▶ SOURCE DOCUMENT
Spurred by what is generally referred to as the replication crisis in psychology, replication research has become more prominent in psychological sciences. During the past decade or so, several large-scale replication initiatives have been conducted to test the replicability of important research findings (e.g., Klein et al., 2014; Open Science Collaboration, 2012, 2015). To put it simply, these initiatives have produced disappointing results with respect to the replicability of psychological research. For some, the widespread increase in the attempt to replicate scientific results is a positive step toward improving the credibility of scientific knowledge (Munafò et al., 2017; Vazire, 2018; Vazire et al., 2022).
Replications can be conducted to assess the credibility of the original finding by comparing it with the replication (e.g., Open Science Collaboration, 2012, 2015). The logic of replications can appear deceptively simple: Conduct an original study followed by a replication and then assess if the result of the replication is consistent with the original study. However, comparing results across studies to ascertain their agreement presents researchers with statistical considerations that are not present when testing hypotheses within individual studies. Specifically, what criterion should be used to determine if results are consistent or inconsistent? In other words, what can be used to determine if the study “successfully replicated” or “failed to replicate”?
When considering the replication question, it is important to distinguish between “replication” and “reproduciblity.” Unfortunately, these two terms are often used interchangeably. Replication research is generally understood to involve rerunning studies and collecting and analyzing new data (Peng et al., 2006). In contrast, reproducibility generally refers to the ability of a researcher to generate the same results of a study from the same raw data (Goodman et al., 2016; Gundersen, 2021; Patil et al., 2019; Plesser, 2018).
When it comes to replications, some of the popular replication initiatives in psychology have explicitly acknowledged that, “There is no single standard for evaluating replication success” (Open Science Collaboration, 2015, p. 943) and employed multiple criteria to evaluate correspondence across studies (Open Science Collaboration, 2012, 2015). However, in practice, replication success is often determined by examining if the replication study found a statistically significant result in the same direction as the original study (Anderson & Maxwell, 2016). Some authors have highlighted the limitations of relying on statistical significance to evaluate replication success and have proposed statistical alternatives to examining statistical significance (e.g., Anderson & Maxwell, 2016; Maxwell et al., 2015; Spence & Stanley, 2016). At the same time, some researchers have proposed frameworks evaluating replication consistency by comparing two studies’ results using confidence intervals (CIs; e.g., LeBel et al., 2019), whereas others have proposed Bayesian alternatives (e.g., Verhagen & Wagenmakers, 2014).

▶ AIM OF THE EXERCISE
Transcribe the stretch of the replication text from "Spurred by what" through "et al., 2022).".

▶ DATA EXCERPTS
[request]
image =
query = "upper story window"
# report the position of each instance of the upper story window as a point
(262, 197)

---

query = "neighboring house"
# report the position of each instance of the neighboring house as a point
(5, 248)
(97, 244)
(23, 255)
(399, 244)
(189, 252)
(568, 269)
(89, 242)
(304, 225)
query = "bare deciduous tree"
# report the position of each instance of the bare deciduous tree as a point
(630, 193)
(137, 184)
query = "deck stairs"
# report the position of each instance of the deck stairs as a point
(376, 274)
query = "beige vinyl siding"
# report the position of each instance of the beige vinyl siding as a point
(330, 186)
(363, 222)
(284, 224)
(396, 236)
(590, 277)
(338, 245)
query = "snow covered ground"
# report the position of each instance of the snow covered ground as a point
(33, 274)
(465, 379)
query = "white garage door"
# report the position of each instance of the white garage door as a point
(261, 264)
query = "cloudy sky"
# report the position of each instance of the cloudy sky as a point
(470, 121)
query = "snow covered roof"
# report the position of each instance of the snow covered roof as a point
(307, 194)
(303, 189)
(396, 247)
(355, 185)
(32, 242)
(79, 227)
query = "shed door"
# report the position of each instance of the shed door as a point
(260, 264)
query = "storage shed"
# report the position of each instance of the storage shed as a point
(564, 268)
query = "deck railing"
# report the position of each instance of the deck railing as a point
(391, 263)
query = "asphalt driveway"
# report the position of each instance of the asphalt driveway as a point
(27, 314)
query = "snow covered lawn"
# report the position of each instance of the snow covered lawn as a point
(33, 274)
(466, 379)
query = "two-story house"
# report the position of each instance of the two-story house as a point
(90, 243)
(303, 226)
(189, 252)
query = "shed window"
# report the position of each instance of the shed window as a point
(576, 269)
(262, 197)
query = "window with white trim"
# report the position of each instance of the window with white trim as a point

...

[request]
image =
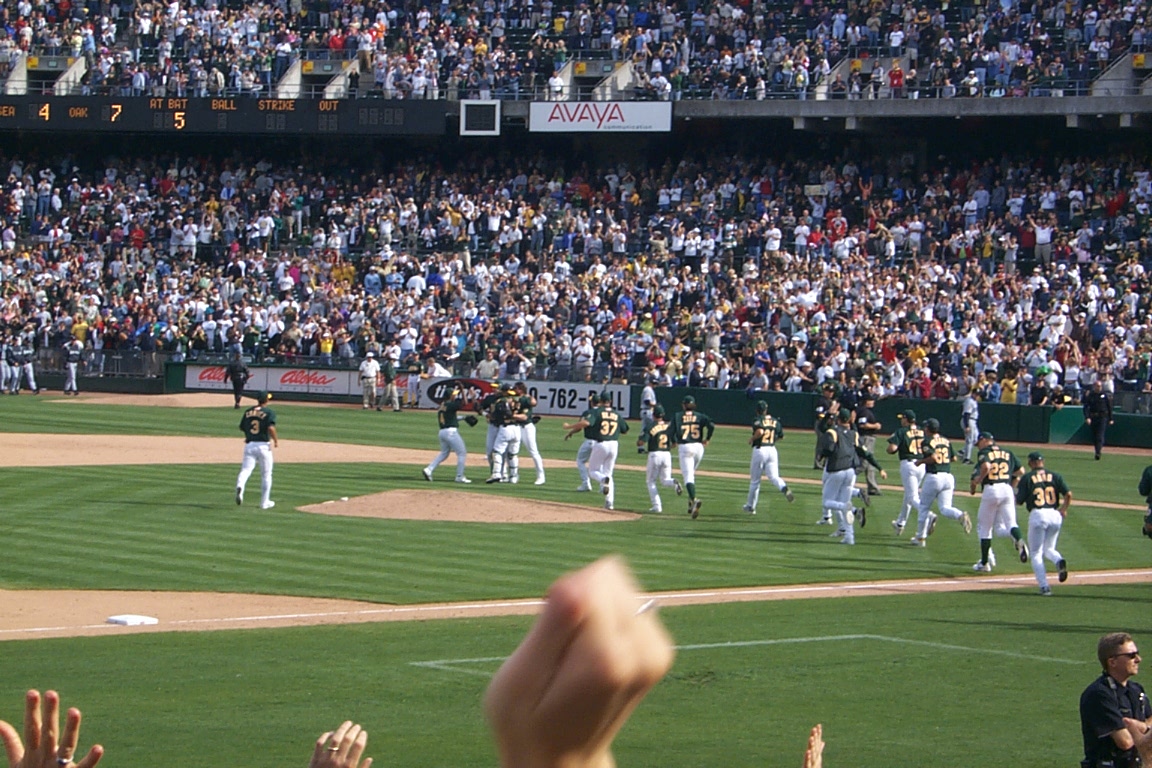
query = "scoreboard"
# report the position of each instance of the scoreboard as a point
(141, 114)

▶ SOLUTION FOR THIS PROBLEM
Spurred by what is generally referred to as the replication crisis in psychology, replication research has become more prominent in psychological sciences. During the past decade or so, several large-scale replication initiatives have been conducted to test the replicability of important research findings (e.g., Klein et al., 2014; Open Science Collaboration, 2012, 2015). To put it simply, these initiatives have produced disappointing results with respect to the replicability of psychological research. For some, the widespread increase in the attempt to replicate scientific results is a positive step toward improving the credibility of scientific knowledge (Munafò et al., 2017; Vazire, 2018; Vazire et al., 2022).